- **阅读摘录**

════════════════════

MIT6.824 2021 lab1

终于在跌跌撞撞中完成了MIT lab1 map-reduce的lab，仔细对比了一下，2021年的lab要比之前的lab要复杂一些，以前的map-reduce lab基本上只是Coordinator对任务进行主动调度，2021的lab会涉及到Coordinator被动接受worker的任务请求，然后进行被动的调度，同时加入了防止任务意外中止的校验，使得系统更加完善和健壮。所有的测试结果如下所示：

所有的代码都放在github上.

lab1

按照题目要求实现map-reduce系统，按照lab的要求实现调度器Coordinator和worker的基本功能，lab要求由woker主动向调度器发起任务请求，Coordinator按照当前的任务分配进度为每个worker分配map或者reduce任务，reduce任务必须在所有的map任务都完成后才能开始启动。其中的核心的难点并不是在于map和reduce的实现，难点在于如何做好worker和Coordinator之间的任务分配和调度。

Coordinator

Coordinator作为一个rpc server,处理所有从worker发送过来的rpc请求，当然在此也顺便学习了一下go的rpc框架，其实还是挺有意思的，非常方便的消息处理框架，首先我们需要设置好双方进行消息交互的rpc消息格式定义，目前定义如下：
option请求定义:

type OpType int
const (
	TaskReq OpType = iota //请求分配任务
	TaskMap               //分配一个map类型的任务
	TaskReduce            //分配一个reduce类型的任务
	TaskMapDone           //完成一个map任务
	TaskReduceDone        //完成一个reduce任务
	TaskDone              //所有任务均已完成
	TaskWait              //等待当前任务完成
)

rpc请求消息定义:

type ReqArgs struct {
	ReqId int64    // timestamp，作为本次请求分配的唯一标识。
	ReqOp OpType   // 消息类型
	ReqTaskId int  // 任务的ID编号
}

rpc回应消息定义：

type ReplyArgs struct {
	RepId int64   // timestamp，作为某次请求的唯一标识。
	RepOp OpType  //消息类型
	RepTaskId int //分配的任务ID
	RepnMap int   //map任务的总数
	RepnReduce int //reduce任务的总数
	RepContent string //map任务的文件名称
}

Coordinator定义：

type Coordinator struct {
	// Your definitions here.

════════════════════

- **学习材料**
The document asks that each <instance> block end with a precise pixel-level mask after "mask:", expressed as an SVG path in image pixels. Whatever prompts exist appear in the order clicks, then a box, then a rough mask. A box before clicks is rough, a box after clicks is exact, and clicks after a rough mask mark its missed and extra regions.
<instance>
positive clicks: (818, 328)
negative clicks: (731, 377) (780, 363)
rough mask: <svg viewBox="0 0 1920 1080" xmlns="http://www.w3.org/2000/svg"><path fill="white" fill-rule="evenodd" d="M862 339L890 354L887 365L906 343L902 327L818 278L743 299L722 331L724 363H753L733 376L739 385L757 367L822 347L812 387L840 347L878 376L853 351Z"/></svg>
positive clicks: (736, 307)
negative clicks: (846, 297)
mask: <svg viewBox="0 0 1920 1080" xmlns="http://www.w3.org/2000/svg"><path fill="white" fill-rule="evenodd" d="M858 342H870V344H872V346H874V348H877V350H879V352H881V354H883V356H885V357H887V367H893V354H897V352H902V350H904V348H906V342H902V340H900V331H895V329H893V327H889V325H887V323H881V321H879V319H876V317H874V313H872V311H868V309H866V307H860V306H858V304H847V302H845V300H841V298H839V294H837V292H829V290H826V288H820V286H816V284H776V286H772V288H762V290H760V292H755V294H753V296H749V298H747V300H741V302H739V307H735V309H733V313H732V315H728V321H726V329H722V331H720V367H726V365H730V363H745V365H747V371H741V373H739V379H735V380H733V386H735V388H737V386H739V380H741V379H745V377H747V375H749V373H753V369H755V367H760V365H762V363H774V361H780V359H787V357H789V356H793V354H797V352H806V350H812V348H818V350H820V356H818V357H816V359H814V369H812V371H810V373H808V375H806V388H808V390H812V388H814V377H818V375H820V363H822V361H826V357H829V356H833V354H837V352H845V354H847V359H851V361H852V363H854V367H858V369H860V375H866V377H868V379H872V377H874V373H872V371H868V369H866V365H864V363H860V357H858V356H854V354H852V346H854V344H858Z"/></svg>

════════════════════

- **你的目标**
请一字不差地抄写这篇MIT 6.824 lab1笔记中以含“MIT6.824 2021 lab1”的词句开头、以“tor之间的任务分配和调度。”结尾的部分。 上面的数据与此处无关。

- **解答**
MIT6.824 2021 lab1

终于在跌跌撞撞中完成了MIT lab1 map-reduce的lab，仔细对比了一下，2021年的lab要比之前的lab要复杂一些，以前的map-reduce lab基本上只是Coordinator对任务进行主动调度，2021的lab会涉及到Coordinator被动接受worker的任务请求，然后进行被动的调度，同时加入了防止任务意外中止的校验，使得系统更加完善和健壮。所有的测试结果如下所示：

所有的代码都放在github上.

lab1

按照题目要求实现map-reduce系统，按照lab的要求实现调度器Coordinator和worker的基本功能，lab要求由woker主动向调度器发起任务请求，Coordinator按照当前的任务分配进度为每个worker分配map或者reduce任务，reduce任务必须在所有的map任务都完成后才能开始启动。其中的核心的难点并不是在于map和reduce的实现，难点在于如何做好worker和Coordinator之间的任务分配和调度。